EXERCISE OBJECTIVE: Leave the pictures aside and copy all the data exactly.

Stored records
= Beginning of Section =

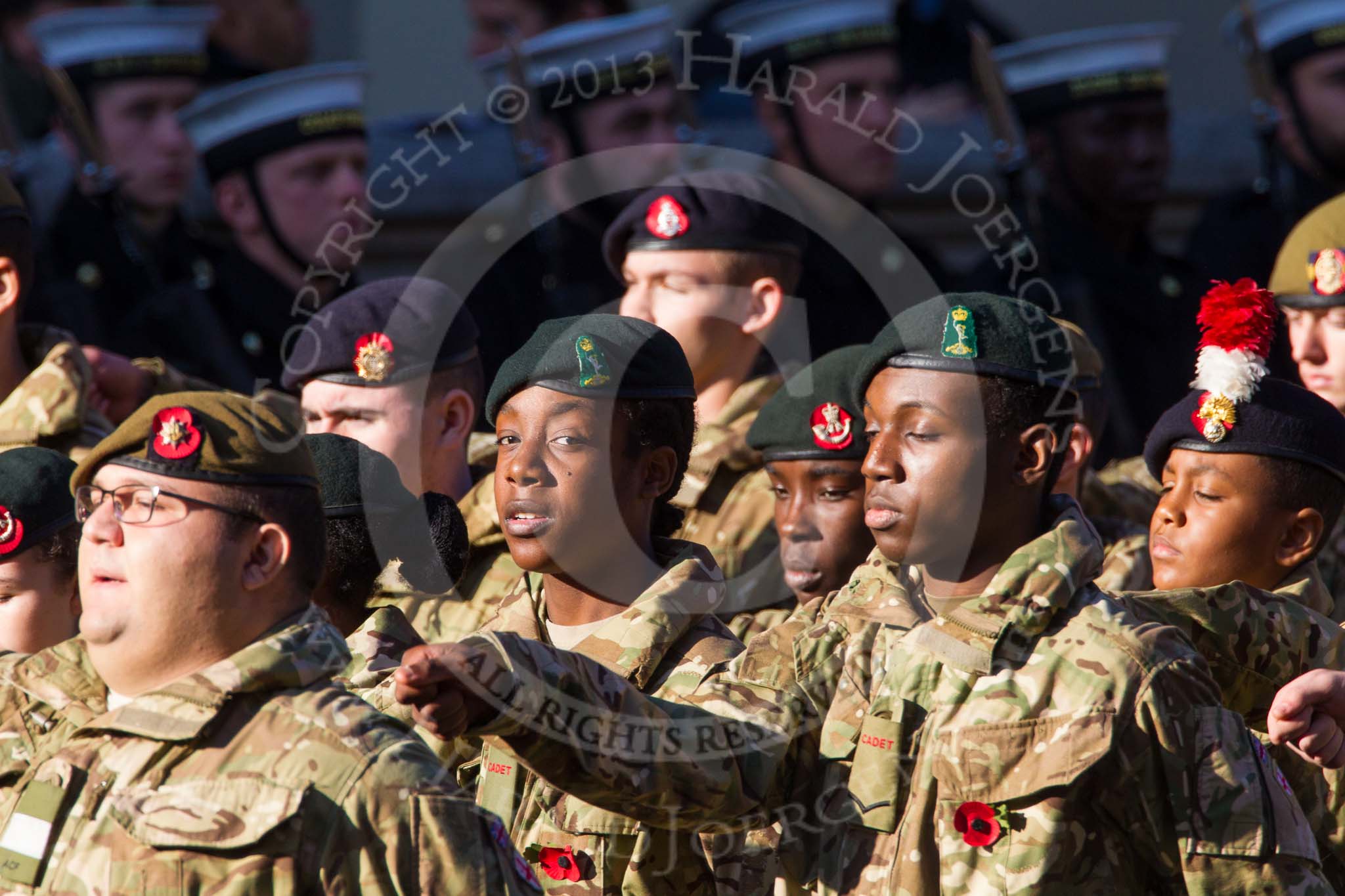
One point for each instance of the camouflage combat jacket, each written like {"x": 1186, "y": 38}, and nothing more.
{"x": 726, "y": 496}
{"x": 1039, "y": 738}
{"x": 50, "y": 408}
{"x": 665, "y": 644}
{"x": 255, "y": 774}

= End of Section =

EXERCISE RESULT:
One point for each instance of the camouflage combat jacket, each written like {"x": 1186, "y": 38}, and nothing more.
{"x": 726, "y": 496}
{"x": 1039, "y": 738}
{"x": 50, "y": 408}
{"x": 665, "y": 644}
{"x": 255, "y": 774}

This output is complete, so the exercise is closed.